-- ЦЕЛЬ ЗАДАНИЯ --
Продолжите приведённый ниже текст о фильме Лиозновой «Семнадцать мгновений весны», начав сразу после его последнего предложения.

Лиознова сознательно пытается разрешить выявленные кинематографом противоречия: увлекательность интриги чаще всего приводила к облегченности, поправляемой необходимой долей риторики. С другой стороны, серьезность и политическая обстоятельность изложения приглушали или теснили приключенческий ход. И в этом и в другом случае «страдающим» объектом оказывались образы-характеристики героев, которые заменялись масками, типажами, игровыми фигурами.

Лиознова задумывает фильм, как идейный спор, идеологический поединок двух определяющих XX век мировоззрений. И то, что столкновение позиции не разрешено с окончанием войны, что острая полемика продолжается и в наши дни, сосредоточившись на проблеме войны и мира, делает картину Лиозновой долговременно актуальной. А то, что идеологический конфликт воплощен в двух центральных и множестве второстепенных, но важных действующих лиц, психологически точно и реалистически емко разработанных, обеспечивает неослабеваемый интерес к экранному рассказу и при неоднократных просмотрах. Собирательные, обобщенные образы героев при всей исходной тенденциозности не теряют характерности и обаяния. Интеллектуальный поединок включает аргументы понятные и достойные внимания. Каждая постулируемая идея получает действенное претворение, доказывается и подтверждается поведением, поступком. «Зона» приключения оказывается продолжением, непосредственным следствием идеологической борьбы.

Именно в этой картине была найдена наиболее представительная модель приключенческого фильма – без всяких скидок, без снижения художественного уровня, без извинений за облегченность и упрощенность. Именно в этой картине жанр достиг своей вершины.

Жанровая четкость должна была реализоваться в выборе актеров. И выбор был сделан безупречно. В целой серии предшествующих ролей В. Тихонов предлагал как бы две версии существования своих героев. В каждом из фильмов «Дело было в Пенькове», «Ч. П.», «Мичман Панин» актеру предстояло создать реальный психологический портрет персонажа, а также остранить его, предложить игровую, придуманную, условную формулу его поведения и самоощущения. Роль в роли — этот принцип оказался основополагающим и в фильм «Семнадцать мгновений весны», и актеру было на что опереться, что вспомнить, ибо именно с названными фильмами связаны его наиболее яркие творческие успехи. Найдя верный тон некую нейтральную маску, актер из нее и совершав «вылазки» в игровые, притворные обличья и в мгновения искренности, когда наедине с самим собой или единомышленниками может стать самим собой. Подобных выходов за пределы маски немного: Штирлиц должен быть постоянно среди чужих, а стало быть, вести игру, не вызывающую нареканий. Спокойствие, ровный голос, стремление не выделяться –  черты разведчика — здесь постоянно вызывают интерес не только потому, что Штирлиц — центральный образ, но и потому, что В. Тихонов находит органику «подключений» к каждому, с кем сводят его события: к Мюллеру и Шеленбергу, к пастору Шлагу и профессору Плейшнеру.

-- ИЗВЛЕЧЁННЫЕ ЗАПИСИ --
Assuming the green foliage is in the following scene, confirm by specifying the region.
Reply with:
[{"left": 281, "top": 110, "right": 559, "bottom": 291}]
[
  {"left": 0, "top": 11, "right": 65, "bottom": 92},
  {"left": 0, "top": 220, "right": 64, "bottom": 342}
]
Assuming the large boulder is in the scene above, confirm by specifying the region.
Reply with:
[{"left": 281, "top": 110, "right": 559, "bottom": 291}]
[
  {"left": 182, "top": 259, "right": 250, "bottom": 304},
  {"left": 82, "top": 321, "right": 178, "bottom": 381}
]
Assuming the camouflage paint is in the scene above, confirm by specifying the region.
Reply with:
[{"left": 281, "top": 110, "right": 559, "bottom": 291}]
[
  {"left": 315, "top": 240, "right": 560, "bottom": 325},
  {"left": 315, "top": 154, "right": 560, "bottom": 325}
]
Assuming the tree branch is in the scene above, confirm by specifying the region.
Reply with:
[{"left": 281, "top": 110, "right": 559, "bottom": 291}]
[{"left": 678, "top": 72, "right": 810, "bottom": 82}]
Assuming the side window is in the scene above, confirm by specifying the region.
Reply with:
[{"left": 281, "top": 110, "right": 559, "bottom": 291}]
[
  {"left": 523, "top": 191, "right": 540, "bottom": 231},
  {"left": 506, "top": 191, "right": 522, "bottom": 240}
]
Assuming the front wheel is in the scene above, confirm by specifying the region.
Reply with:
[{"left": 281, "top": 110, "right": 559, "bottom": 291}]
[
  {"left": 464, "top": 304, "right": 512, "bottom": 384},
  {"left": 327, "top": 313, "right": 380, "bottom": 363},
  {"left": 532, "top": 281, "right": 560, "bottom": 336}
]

-- ОТВЕТ --
Антигерой в фильме – Мюллер. Его актерство – следствие его профессии, поглощающей личность, обнаруживающей пределы только перед лицом смертельном опасности. Л. Броневой и раскрывает не лишенную отрицательного обаяния натуру персонажа, лицедействующего с убедительностью и удовольствием — по призванию. Это убежденный враг, фигура многоликая, сильная, опасная. Это фигура принципиально новая в творчестве Лиозновой, ибо режиссерские касания сферхотрицательного всегда были однозначны: схватывая явление Лиознова представляла его сразу разоблаченным. Здесь, в «Семнадцати мгновениях...» идет последовательное исследование типа, его оснований, его обликов, от серии к серии становящееся все более исчерпывающим. Причем характеристика негативного типа в данном случае, если так можно сказать, относительна: образ Исаева-Штирлица дает постоянный тон для понимания и оценки все новых и весьма разнообразных превращений Мюллера. В этом суть драматического расположения фигур и актерского решения двух центральных образов.

Стержневая ось драматургии, как уже было сказано, – поединок. Исходя из этой доминанты замысла, режиссеру предстояло найти соотношения различных пластов, разных стилистических рядов: собсвенно игрового, определяемого жанром, хроникального, документирующего время; текстовых, словесных, письменных характеристик, отдельных исторических и вымышленных персонажей, закадрового монолога главного героя, осуществляющего различные задачи — комментаторские, исповеднические, информационные.

Ключ к общему решению был найден — создание современной легенды, в строй которой могут быть допущены только определенные сигналы истории, только определенные типовые фигуры. Этот угол зрения — вполне правомерный при создании именно такой жанровой модели — определил и отбор хроники, кадры которой несут в себе наиболее обобщенное, доведенное до знаковой ясности и определенности содержание, и сухой формализм характеристик представителей третьего рейха, и локальность — при всей тщательности разработки характеров, — очищенность от подобных мотивировок и подробностей главной темы.

Оперируя высокими категориями патриотизма, нравственного максимализма, гуманизма, Лиознова, скорее, готова погрешить против реальных обстоятельств работы контрразведчика, нежели против единой концепции замысла. И этот подход закрепляется в методике разработки предкамерного материала, в формах его экранной реализации.

Предметный мир фиксируется по законам целесообразности, его готовности выполнить обслуживающую роль для развертывания драматургического конфликта. Среда действия подчеркнуто характеристична, в ней — тот же принцип отбора, что и в хронике. Интерьеры, натура, предметы обихода и меблировки важны не столько сами по себе, а получают право голоса только в прямом сопряжении с ситуацией, с действующим лицом, со смысловым заданием. Важно понять, где происходит действие, на чьей территории оно развертывается, что здесь таит опасность и т. д. Но Лиознова отдает наибольшее время именно действующим лицам, позволяет им проявить — в строго очерченных пределах — социальную, этическую, психологическую данность. Причем она проверяется многократно, всесторонне, что создает лаконичные, целенаправленные, объемные характеристики. Этот принцип целесообразности, конспективности, логичности объединяет и связывает различные стилистические ряды. На этом уровне режиссер уже может позволить себе выход за пределы достоверности и документальности.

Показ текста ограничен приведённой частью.